Information provided =
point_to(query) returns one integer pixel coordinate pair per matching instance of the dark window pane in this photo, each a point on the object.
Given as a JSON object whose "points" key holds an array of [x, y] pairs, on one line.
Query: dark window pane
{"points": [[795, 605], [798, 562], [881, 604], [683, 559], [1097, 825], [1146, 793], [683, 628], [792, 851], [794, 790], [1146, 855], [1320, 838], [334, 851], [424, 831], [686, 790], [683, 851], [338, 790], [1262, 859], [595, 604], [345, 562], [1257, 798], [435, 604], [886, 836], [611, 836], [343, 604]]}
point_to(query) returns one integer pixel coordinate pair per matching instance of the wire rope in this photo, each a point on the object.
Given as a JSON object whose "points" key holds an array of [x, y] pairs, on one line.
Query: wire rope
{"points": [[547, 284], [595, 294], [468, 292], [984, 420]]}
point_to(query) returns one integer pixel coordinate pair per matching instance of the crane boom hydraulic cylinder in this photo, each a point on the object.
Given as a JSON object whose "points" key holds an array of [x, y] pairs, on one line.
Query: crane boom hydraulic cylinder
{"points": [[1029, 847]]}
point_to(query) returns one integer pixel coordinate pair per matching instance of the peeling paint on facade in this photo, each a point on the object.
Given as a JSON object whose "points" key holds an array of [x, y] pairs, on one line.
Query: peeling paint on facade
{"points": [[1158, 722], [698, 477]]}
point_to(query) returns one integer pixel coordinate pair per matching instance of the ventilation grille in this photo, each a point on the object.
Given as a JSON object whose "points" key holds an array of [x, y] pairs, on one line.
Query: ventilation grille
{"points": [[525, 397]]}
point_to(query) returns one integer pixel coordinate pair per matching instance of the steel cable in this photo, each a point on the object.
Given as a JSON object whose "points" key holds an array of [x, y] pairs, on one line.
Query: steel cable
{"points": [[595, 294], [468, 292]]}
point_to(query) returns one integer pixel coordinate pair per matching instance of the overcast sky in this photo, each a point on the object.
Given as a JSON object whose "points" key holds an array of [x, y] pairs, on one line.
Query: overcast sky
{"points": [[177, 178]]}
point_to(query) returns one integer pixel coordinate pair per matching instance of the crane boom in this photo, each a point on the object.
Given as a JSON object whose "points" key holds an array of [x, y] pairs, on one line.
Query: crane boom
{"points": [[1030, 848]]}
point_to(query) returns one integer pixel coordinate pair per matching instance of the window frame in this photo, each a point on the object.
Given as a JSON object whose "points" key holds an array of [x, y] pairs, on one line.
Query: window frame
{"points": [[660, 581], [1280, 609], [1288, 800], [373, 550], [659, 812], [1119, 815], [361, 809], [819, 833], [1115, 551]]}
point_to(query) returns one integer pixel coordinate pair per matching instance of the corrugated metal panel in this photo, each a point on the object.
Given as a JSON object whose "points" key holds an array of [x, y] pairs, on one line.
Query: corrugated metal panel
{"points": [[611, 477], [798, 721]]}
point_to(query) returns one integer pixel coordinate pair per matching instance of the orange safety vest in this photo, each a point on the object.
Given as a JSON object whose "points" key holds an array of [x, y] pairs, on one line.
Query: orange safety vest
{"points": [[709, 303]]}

Your goal =
Please reproduce every entry above verbatim, line for line, changing nothing.

Reply =
point_to(query) returns one integer pixel coordinate pair per matching instance of the dark window pane in this photo, each a point on the object.
Given as a JSON object whose "points" key holds an array of [x, y] pairs, on one line.
Query: dark window pane
{"points": [[795, 605], [798, 562], [881, 604], [683, 559], [1097, 825], [1146, 793], [683, 628], [792, 851], [794, 790], [1146, 855], [1320, 838], [334, 851], [424, 831], [686, 790], [683, 851], [338, 790], [1262, 859], [595, 604], [345, 562], [1257, 798], [435, 604], [886, 836], [611, 836], [343, 604]]}
point_to(query) returns one integer pixel coordinate pair per matching instance of the wire rope in this photo, each a point on the object.
Given as a JSON object whose "points" key holds an array of [x, y] pairs, on one line.
Query: wire rope
{"points": [[547, 284], [595, 294], [468, 292], [984, 420]]}
point_to(query) returns one integer pixel coordinate pair per matching instance of the crane boom hydraulic cylinder in this photo, each a point on the object.
Given as a JSON object whose "points" key holds an array of [x, y] pairs, on one line.
Query: crane boom hydraulic cylinder
{"points": [[1029, 847]]}
point_to(query) returns one integer pixel coordinate pair per matching instance of the peeling paint on facade in this photo, each a point on the object.
Given as a JSON object whose "points" key holds an array of [x, y] pairs, on one line.
Query: peeling paint on facade
{"points": [[1158, 722], [698, 477]]}
point_to(query) returns one integer pixel coordinate pair per matching instance of the ventilation grille in this photo, each a point on the object.
Given as a JSON object whose "points" key holds an array of [x, y] pairs, on one line.
Query: ventilation grille
{"points": [[525, 397]]}
point_to(query) returns one integer pixel coordinate pair per matching instance of the steel cable in this photo, each a point on the object.
Given as a JSON object whose "points" key holds an array of [x, y] pairs, on one line.
Query: steel cable
{"points": [[595, 294], [468, 292]]}
point_to(query) returns one integer pixel coordinate pair per matching instance of the overcast sky in this photo, each a point on the object.
Given as a JSON object whose "points" key holds an array of [x, y] pairs, on one line.
Query: overcast sky
{"points": [[177, 178]]}
point_to(query) returns one integer pixel coordinate pair per matching instance of the crane boom in this photo, each a point on the object.
Given as a JSON object whose "points" key holds an array of [x, y] pairs, on one line.
Query: crane boom
{"points": [[1030, 848]]}
point_to(query) returns one integer pixel coordinate pair per matching instance of the window frame in this photo, each a point on the object.
Given as a JSON object whose "points" key holds an array of [x, y] pairs, on one line.
Query: window frame
{"points": [[660, 581], [1280, 609], [1288, 800], [373, 550], [659, 812], [1119, 815], [361, 809], [819, 833], [1115, 551]]}
point_to(query) returns one integer pixel coordinate pair per matching instance of the corrugated metal panel in this photo, each a point on the object.
Given as a JSON object whose "points" key holds an array of [x, y] pairs, on one line.
Query: corrugated metal panel
{"points": [[611, 477], [798, 721]]}
point_to(query) returns one integer pixel coordinate pair per matching instance of the orange safety vest in this photo, each a point on the object.
Given as a JSON object whose "points" key holds an array of [x, y] pairs, on one line.
Query: orange safety vest
{"points": [[709, 303]]}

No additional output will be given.